*Stated problem 1:* Condense the paragraph in the installation notes below that begins "For Windows 7 and Windows 10" into a short list, keeping its main facts.

>> Begin Passage shown

For the installation of conda (Anaconda or a lighter-weight version: Miniconda), see their official site.

2. Pre-build binary GUI for Windows

For Windows 7 and Windows 10 (64bit) (version 1.4, updated on 08-July-2017), download menotexport-gui-win7-win10.zip from Google Drive: https://drive.google.com/open?id=0B8wpnLHH0j1hTTM5cTE2TXg2b1k, unpack, then launch menotexport-gui.exe.

Version 1.4.4 (uploaded 10-Nov-2017, not fully tested yet, please provide feedbacks if this works correctly): https://drive.google.com/open?id=1rd-mOKspare4bkKWEMmm-2uwH04p-sIq.

Version 1.5.1 (uploaded 04-Sept-2018, not fully tested): https://drive.google.com/open?id=1v-f2Gfryzy__RUkF9c0aD1GXTuBJPpyv

3. Install the dependencies and use source code

If all above approaches fail:

Failed to recoganize the given database file.

>> End Passage shown

*Stated problem 2:* Please duplicate the records below line for line. Begin at the first line of the records and stop after the line that contains "x=364 y=450", including both ends.

>> Begin Data listing

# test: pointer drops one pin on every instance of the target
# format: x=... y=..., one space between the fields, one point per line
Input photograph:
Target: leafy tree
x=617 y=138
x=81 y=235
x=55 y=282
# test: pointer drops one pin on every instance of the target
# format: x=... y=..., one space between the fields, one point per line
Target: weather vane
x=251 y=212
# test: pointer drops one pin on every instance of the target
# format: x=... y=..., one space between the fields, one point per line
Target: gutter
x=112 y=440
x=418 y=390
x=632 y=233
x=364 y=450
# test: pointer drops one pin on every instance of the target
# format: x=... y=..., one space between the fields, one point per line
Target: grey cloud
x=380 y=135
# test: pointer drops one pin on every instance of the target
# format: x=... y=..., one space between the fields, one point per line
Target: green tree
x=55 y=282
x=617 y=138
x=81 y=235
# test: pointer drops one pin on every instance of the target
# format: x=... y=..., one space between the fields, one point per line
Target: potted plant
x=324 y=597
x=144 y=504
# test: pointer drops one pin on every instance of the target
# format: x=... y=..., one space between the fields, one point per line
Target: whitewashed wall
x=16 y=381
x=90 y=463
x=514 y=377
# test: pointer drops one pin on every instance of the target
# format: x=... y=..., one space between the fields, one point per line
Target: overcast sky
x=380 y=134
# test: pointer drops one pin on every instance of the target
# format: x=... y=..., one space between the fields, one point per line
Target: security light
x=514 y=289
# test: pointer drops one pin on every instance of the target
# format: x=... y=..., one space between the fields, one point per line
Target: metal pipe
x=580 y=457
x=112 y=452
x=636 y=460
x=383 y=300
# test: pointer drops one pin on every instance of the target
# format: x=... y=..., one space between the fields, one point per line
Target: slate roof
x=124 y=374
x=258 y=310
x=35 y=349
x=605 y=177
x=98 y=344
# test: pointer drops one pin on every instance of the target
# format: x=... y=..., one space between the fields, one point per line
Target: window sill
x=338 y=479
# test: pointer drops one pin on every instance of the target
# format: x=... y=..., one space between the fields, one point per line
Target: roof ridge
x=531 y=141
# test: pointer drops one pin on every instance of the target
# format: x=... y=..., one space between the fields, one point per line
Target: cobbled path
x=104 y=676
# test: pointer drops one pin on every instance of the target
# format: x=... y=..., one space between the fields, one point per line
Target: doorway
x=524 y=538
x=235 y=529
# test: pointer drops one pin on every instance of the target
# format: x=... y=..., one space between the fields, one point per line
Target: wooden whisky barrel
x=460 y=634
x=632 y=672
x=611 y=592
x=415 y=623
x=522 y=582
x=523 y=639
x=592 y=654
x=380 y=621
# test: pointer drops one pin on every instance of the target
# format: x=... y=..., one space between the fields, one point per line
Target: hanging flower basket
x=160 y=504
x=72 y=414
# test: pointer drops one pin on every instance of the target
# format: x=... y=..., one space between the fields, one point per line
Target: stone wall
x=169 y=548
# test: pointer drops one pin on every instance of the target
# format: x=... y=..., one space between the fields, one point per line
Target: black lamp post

>> End Data listing

*Exercise answer 1:*
- For Windows 7 and Windows 10 (64bit)
- Version 1.4, updated on 08-July-2017
- Download menotexport-gui-win7-win10.zip from Google Drive: https://drive.google.com/open?id=0B8wpnLHH0j1hTTM5cTE2TXg2b1k
- Unpack it, then launch menotexport-gui.exe

*Exercise answer 2:*
# test: pointer drops one pin on every instance of the target
# format: x=... y=..., one space between the fields, one point per line
Input photograph:
Target: leafy tree
x=617 y=138
x=81 y=235
x=55 y=282
# test: pointer drops one pin on every instance of the target
# format: x=... y=..., one space between the fields, one point per line
Target: weather vane
x=251 y=212
# test: pointer drops one pin on every instance of the target
# format: x=... y=..., one space between the fields, one point per line
Target: gutter
x=112 y=440
x=418 y=390
x=632 y=233
x=364 y=450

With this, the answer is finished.